(Entries from a dataset)
>>>
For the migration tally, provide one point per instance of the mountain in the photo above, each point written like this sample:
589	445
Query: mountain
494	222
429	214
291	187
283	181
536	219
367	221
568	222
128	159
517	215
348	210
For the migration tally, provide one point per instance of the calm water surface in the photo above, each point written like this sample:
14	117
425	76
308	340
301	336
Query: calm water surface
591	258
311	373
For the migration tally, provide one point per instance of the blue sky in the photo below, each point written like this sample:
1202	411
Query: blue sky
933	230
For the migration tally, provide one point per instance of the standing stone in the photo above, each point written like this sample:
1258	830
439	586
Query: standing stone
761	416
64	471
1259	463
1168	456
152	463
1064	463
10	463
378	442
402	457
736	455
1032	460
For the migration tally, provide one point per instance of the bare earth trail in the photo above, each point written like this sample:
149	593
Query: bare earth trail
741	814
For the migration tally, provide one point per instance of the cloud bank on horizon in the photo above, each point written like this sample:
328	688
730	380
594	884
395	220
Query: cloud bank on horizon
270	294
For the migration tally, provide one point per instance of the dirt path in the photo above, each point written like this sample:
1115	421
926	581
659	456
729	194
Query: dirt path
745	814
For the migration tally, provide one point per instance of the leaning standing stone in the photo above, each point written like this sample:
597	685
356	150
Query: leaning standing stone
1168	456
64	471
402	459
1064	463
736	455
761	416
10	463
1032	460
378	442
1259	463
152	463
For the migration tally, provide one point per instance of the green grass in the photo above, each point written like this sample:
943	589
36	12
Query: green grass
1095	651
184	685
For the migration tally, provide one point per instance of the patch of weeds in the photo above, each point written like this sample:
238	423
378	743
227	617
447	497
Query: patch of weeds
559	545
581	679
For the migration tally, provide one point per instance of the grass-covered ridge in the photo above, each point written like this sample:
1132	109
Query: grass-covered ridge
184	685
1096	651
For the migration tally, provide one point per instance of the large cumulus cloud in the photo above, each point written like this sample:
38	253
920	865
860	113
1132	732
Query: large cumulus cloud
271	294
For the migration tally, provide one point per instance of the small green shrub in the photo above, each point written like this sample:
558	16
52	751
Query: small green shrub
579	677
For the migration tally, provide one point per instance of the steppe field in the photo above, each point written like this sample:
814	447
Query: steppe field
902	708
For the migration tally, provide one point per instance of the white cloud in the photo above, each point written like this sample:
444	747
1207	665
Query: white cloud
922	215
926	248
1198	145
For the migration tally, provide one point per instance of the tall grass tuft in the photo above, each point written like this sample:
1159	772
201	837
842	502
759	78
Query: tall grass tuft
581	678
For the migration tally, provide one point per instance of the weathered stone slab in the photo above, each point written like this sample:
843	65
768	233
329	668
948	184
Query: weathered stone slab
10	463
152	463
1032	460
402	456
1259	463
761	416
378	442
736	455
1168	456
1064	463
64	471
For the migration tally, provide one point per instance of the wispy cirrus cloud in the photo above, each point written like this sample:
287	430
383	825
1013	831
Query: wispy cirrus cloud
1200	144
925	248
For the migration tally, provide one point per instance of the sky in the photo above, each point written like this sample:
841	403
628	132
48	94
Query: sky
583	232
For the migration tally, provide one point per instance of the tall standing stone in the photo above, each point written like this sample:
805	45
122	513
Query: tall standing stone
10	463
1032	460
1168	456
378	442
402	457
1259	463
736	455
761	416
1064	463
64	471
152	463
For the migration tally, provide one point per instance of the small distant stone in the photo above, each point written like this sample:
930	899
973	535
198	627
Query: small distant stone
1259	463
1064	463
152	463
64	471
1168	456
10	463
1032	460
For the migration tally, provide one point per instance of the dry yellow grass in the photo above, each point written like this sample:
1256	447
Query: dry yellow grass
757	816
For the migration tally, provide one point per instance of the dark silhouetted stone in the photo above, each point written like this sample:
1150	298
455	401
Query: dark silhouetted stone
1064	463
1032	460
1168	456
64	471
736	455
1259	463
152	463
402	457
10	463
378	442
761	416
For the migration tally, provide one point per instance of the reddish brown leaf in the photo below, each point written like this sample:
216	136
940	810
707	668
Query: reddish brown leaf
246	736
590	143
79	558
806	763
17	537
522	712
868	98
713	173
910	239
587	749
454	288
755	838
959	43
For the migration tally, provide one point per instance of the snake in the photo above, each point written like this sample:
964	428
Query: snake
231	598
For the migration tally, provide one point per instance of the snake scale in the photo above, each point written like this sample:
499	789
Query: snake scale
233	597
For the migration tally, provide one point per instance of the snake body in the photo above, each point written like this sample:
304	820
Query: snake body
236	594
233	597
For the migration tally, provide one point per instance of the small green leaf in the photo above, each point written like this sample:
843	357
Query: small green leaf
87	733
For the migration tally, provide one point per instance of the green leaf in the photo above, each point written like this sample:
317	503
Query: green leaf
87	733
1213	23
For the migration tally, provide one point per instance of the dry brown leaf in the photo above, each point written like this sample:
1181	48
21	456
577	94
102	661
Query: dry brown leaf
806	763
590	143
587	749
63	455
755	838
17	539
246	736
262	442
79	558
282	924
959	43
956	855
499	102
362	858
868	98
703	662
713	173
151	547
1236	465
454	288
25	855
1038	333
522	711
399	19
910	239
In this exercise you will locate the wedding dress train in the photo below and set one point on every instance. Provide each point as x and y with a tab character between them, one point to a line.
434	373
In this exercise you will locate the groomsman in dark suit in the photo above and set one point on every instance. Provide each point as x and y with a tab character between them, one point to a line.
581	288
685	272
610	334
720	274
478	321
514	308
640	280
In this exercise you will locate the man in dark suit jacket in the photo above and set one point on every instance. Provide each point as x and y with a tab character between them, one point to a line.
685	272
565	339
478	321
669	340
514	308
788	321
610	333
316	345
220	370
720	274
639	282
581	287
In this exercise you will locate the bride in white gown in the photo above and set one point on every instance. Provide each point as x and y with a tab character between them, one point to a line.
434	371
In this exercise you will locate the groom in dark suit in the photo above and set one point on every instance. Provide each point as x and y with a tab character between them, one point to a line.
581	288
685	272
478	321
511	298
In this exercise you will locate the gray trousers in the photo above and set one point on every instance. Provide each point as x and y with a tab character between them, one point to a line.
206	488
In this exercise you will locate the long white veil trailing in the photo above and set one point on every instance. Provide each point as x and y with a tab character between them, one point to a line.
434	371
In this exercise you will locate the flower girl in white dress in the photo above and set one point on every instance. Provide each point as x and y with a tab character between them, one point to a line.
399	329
<<<
Directions for this task
Copy out, character for character, the lines from the one containing "In this exercise you will locate the flower" through the end of the entries above, including both the first and last lines.

Correct result
In this exercise you will locate the flower girl in white dress in the photo above and set one point on every instance. Provide each point as x and y with a tab character between them, one point to a line.
399	329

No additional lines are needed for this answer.